> _TO DO_:
Lines to be reproduced exactly: the one that holds "point: the shirt" and all those after it through the end of the data. Include no others.

> _DATA FOR THIS EXERCISE_:
▬▬▬▬▬▬▬▬▬▬
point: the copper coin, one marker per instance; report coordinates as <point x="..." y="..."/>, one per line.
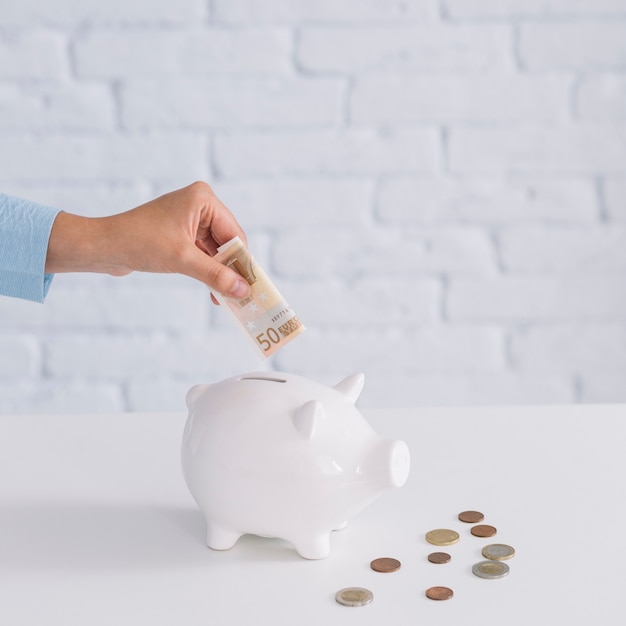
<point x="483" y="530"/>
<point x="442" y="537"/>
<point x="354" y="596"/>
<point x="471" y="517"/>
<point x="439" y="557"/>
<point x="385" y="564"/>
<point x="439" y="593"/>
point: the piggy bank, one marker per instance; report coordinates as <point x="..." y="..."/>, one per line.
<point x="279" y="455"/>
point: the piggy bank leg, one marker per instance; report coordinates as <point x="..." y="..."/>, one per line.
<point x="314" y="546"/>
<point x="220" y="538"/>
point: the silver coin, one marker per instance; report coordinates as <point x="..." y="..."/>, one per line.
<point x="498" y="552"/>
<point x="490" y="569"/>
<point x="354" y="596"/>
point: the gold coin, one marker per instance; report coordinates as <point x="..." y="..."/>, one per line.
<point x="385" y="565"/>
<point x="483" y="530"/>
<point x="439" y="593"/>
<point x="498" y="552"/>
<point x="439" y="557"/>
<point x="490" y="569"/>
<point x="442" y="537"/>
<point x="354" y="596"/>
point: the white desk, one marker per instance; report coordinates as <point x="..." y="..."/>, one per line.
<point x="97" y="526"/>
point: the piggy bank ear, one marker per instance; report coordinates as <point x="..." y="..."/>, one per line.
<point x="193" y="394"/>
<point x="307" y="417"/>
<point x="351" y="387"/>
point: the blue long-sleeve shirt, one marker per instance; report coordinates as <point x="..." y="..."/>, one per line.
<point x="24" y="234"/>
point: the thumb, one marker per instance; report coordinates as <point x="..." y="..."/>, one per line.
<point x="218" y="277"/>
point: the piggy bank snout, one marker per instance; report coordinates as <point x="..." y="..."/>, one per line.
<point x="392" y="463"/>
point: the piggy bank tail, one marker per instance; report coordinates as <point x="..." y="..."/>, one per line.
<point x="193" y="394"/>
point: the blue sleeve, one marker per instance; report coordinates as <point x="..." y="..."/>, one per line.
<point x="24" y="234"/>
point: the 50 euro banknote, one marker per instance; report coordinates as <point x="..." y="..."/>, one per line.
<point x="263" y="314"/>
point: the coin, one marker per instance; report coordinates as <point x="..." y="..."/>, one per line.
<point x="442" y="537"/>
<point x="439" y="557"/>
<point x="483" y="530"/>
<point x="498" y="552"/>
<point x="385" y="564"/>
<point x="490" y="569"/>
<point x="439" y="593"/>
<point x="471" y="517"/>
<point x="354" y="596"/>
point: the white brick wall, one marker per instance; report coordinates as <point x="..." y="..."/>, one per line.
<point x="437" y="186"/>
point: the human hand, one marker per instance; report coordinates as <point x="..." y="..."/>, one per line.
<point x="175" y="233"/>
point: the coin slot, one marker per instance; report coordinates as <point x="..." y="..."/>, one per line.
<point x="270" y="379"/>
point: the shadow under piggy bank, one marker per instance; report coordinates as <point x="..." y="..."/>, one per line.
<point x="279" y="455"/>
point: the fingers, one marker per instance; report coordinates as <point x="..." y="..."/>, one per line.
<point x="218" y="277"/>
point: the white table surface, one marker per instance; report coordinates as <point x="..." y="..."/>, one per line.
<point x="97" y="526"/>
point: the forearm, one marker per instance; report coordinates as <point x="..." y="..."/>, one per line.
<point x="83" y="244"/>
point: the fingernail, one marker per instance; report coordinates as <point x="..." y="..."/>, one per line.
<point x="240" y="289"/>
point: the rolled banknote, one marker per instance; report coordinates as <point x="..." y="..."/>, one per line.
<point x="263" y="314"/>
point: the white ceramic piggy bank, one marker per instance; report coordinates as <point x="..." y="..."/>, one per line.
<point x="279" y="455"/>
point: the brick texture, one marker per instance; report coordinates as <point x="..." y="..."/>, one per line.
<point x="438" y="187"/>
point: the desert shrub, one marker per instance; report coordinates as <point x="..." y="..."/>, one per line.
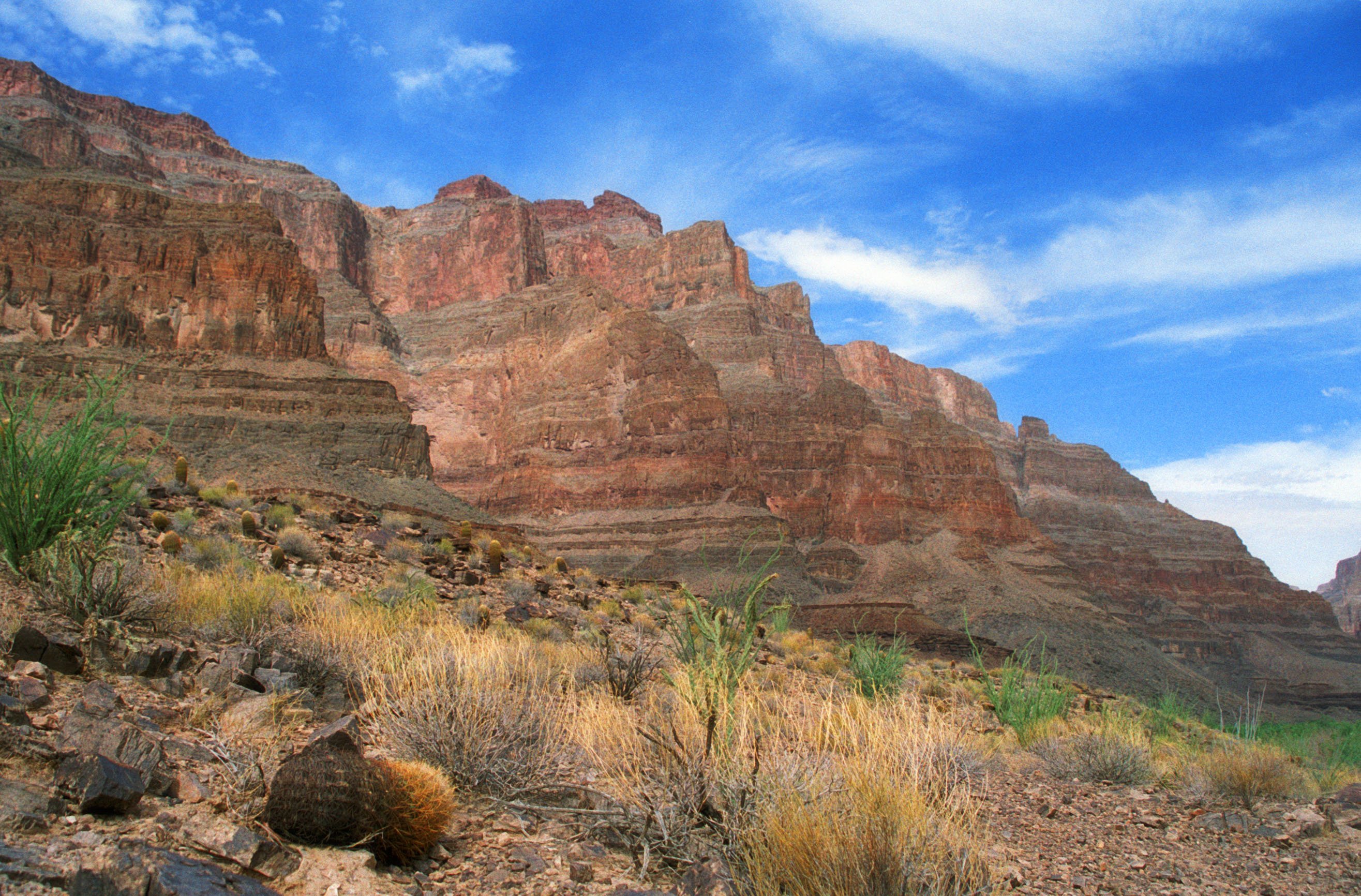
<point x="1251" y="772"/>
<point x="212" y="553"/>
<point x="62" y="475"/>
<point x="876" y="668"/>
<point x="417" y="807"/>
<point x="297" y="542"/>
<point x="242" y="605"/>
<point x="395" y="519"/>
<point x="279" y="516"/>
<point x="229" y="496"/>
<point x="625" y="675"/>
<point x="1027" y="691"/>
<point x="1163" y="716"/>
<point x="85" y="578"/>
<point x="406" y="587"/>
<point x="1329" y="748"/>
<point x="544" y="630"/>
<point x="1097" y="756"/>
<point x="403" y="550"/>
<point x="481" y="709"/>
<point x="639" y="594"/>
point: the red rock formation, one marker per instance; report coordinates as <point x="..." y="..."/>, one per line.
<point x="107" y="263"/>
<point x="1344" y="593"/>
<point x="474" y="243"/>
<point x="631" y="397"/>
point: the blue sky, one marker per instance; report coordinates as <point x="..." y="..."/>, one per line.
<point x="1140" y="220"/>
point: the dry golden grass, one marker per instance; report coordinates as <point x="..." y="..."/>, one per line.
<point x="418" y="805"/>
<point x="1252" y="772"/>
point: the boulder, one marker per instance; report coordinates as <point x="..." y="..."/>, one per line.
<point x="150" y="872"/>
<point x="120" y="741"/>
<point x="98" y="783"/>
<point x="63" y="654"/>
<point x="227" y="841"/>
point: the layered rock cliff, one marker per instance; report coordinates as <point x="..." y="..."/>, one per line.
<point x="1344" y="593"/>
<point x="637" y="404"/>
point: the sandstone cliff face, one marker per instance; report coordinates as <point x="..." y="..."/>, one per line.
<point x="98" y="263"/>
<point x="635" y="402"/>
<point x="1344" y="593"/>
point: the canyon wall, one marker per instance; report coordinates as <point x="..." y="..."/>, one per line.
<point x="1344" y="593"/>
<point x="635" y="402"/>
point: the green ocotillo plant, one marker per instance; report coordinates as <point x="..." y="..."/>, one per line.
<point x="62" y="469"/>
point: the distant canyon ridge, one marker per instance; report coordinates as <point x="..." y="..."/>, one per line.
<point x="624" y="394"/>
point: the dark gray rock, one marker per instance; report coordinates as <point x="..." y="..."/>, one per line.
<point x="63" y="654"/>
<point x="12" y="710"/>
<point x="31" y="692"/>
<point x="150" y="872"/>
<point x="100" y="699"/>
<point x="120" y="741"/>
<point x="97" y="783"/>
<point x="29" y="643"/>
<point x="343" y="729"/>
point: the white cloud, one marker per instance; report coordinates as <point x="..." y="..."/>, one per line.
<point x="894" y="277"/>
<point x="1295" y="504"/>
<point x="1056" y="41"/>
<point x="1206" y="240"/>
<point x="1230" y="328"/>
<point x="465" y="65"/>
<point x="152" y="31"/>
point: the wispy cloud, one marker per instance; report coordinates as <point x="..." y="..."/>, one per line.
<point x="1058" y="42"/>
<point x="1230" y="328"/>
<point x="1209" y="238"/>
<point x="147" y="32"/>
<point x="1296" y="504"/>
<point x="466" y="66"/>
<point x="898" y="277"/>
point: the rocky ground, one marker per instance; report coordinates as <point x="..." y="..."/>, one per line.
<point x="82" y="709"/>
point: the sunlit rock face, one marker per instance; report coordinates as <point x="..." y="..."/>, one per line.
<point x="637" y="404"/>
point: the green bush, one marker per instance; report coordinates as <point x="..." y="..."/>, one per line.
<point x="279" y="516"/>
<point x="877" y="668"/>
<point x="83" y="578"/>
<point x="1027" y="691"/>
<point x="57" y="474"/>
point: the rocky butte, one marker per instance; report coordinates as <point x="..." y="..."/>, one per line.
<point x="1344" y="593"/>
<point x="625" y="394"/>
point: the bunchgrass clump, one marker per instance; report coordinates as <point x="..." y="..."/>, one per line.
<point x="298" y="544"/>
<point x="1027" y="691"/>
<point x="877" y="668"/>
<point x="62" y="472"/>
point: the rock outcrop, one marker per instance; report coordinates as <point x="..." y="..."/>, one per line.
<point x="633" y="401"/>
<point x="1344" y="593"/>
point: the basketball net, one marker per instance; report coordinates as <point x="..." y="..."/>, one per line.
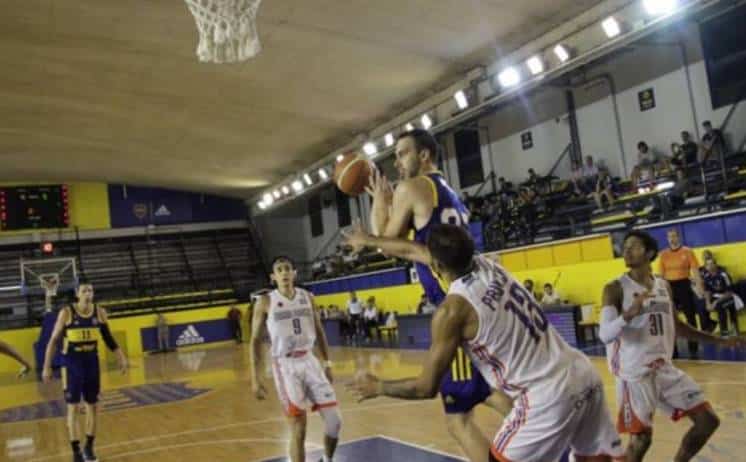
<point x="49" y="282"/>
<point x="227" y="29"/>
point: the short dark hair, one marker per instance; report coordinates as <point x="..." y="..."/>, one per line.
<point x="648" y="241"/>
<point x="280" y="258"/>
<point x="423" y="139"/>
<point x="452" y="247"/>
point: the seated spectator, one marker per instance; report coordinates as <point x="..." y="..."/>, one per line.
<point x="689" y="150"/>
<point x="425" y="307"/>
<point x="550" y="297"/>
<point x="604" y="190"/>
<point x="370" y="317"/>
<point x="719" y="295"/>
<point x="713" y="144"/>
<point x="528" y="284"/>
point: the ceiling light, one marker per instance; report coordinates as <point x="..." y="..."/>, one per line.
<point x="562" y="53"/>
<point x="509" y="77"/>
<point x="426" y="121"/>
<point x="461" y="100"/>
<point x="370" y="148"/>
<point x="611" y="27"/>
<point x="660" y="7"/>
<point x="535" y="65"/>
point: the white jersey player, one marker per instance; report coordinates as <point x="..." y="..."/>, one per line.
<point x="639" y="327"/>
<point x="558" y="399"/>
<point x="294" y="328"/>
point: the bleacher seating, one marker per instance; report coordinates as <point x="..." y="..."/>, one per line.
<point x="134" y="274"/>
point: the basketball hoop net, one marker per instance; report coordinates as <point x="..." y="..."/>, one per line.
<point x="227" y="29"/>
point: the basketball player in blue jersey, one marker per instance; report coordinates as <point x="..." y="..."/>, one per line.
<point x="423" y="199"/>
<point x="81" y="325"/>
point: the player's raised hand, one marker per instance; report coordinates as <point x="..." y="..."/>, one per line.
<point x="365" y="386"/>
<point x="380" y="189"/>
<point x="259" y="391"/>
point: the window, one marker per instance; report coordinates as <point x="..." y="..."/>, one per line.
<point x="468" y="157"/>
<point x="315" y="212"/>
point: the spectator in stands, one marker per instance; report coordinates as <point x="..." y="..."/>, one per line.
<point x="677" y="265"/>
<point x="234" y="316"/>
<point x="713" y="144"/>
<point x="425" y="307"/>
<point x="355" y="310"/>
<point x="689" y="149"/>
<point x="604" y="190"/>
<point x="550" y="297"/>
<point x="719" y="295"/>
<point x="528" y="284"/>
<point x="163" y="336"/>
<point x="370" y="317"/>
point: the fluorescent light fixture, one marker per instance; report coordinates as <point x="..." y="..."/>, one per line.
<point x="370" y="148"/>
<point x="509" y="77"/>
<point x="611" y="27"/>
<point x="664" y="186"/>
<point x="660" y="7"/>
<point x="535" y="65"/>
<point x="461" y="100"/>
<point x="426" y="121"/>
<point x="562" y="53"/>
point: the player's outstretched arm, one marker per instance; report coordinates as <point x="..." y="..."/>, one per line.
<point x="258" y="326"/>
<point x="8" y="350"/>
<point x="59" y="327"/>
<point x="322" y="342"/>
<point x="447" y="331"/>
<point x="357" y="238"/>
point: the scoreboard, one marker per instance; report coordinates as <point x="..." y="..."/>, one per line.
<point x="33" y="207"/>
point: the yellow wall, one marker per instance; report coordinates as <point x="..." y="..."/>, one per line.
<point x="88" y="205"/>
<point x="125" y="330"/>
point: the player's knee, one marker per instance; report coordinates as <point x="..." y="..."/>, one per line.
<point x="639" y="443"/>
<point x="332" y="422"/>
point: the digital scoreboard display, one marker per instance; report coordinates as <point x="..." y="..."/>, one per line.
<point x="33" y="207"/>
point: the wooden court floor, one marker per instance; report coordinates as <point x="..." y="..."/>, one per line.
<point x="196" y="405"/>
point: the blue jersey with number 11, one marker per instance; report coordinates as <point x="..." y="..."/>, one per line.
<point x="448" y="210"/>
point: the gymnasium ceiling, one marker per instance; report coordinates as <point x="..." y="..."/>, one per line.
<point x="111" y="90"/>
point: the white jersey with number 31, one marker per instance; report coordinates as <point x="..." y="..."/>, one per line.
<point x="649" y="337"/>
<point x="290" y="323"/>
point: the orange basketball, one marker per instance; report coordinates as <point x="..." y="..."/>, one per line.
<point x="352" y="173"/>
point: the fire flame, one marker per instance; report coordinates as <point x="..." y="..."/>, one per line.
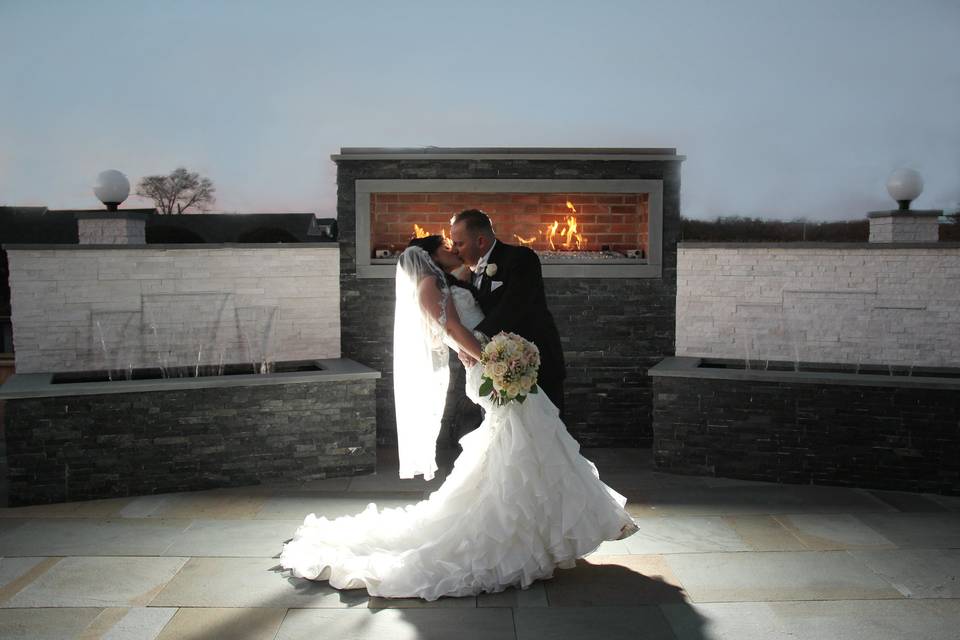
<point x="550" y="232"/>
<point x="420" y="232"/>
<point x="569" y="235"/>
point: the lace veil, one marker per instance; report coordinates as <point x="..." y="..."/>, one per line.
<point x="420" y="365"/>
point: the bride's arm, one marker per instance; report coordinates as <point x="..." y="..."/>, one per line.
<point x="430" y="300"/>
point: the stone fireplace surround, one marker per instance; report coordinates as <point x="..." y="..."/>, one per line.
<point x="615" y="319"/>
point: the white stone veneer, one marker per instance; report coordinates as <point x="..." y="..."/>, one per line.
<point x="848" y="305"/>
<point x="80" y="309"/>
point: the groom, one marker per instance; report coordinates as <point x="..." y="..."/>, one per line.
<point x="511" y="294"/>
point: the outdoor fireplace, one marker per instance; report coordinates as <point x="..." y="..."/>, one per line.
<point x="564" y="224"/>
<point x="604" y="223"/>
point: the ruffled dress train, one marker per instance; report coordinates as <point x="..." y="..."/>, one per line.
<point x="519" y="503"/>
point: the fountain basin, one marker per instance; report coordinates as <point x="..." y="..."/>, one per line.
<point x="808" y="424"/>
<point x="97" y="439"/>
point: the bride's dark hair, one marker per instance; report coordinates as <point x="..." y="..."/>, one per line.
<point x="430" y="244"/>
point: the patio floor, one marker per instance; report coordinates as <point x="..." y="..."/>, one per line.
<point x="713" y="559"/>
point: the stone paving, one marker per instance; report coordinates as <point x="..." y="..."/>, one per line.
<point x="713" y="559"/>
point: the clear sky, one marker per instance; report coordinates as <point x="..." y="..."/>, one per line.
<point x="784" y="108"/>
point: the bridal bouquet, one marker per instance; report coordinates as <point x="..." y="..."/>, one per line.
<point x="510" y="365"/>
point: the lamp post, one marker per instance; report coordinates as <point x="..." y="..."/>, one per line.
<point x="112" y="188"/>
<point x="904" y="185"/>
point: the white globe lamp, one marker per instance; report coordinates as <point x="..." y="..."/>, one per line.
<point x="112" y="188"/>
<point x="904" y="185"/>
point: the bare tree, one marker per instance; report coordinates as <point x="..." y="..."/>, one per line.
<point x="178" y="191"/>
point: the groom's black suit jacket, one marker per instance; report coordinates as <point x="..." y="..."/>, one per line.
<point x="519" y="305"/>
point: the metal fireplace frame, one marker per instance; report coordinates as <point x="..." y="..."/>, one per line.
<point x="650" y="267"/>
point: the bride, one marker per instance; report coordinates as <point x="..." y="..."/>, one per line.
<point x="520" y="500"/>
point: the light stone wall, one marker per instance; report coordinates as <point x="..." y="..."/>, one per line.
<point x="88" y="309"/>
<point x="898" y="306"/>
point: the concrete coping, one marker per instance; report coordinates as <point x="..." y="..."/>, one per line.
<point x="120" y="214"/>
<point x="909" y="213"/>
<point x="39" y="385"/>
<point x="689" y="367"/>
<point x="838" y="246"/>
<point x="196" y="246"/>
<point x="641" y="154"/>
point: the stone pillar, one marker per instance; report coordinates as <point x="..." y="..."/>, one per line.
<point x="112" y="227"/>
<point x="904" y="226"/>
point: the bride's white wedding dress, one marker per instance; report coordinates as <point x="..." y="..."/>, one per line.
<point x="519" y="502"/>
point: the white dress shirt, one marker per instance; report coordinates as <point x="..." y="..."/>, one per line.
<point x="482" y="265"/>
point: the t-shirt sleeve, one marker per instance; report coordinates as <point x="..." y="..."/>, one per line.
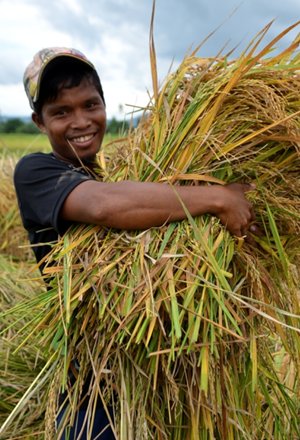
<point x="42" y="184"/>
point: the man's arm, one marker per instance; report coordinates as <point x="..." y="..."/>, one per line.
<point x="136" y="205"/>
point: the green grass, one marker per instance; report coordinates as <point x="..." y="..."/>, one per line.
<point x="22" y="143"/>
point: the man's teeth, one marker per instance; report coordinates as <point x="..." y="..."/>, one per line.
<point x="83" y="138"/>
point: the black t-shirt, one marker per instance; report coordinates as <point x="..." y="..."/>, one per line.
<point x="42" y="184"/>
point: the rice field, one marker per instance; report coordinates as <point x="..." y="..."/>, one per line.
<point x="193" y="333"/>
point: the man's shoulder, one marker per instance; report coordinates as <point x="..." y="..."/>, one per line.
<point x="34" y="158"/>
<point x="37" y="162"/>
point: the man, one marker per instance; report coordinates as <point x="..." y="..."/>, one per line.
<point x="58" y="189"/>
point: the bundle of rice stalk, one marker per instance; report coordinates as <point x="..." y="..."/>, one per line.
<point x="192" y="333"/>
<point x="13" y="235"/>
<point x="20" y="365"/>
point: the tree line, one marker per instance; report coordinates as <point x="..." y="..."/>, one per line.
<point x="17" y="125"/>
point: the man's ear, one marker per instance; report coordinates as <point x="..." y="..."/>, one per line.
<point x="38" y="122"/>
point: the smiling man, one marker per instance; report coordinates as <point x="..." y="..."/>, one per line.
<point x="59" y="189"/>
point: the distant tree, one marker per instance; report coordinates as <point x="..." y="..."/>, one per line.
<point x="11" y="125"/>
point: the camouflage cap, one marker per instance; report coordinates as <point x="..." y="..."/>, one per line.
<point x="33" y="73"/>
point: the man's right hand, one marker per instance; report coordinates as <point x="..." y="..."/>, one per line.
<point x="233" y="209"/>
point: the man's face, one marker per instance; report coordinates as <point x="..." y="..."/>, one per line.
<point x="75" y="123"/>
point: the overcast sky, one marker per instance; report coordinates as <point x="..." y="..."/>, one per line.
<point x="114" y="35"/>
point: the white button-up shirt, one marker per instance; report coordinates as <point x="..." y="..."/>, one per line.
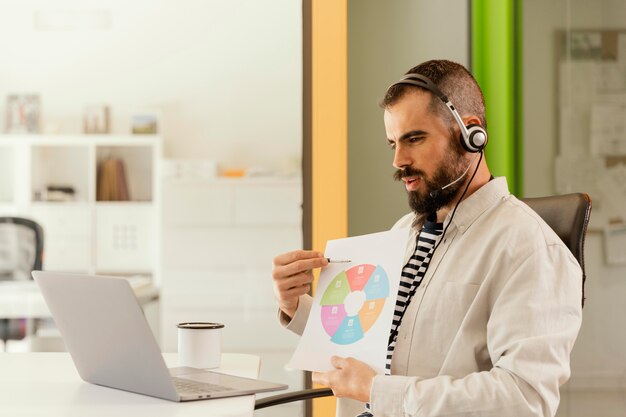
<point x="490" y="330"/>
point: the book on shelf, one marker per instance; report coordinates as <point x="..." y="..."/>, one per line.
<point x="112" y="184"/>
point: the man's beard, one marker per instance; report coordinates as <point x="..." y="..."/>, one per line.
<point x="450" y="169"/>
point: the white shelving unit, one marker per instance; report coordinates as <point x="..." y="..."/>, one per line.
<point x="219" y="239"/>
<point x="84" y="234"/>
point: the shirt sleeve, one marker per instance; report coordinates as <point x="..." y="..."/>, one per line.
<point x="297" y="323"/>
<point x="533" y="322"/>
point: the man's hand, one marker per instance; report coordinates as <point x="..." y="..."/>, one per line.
▬▬▬▬▬▬▬▬▬▬
> _RESPONSE FOR THIS EXERCISE_:
point: the shirt sleeve, one marker per instance; report coordinates as <point x="..." y="..."/>, one per line.
<point x="297" y="323"/>
<point x="533" y="322"/>
point: the man's hand, one marker per instance; report coordinates as <point x="..." y="..."/>, one per line.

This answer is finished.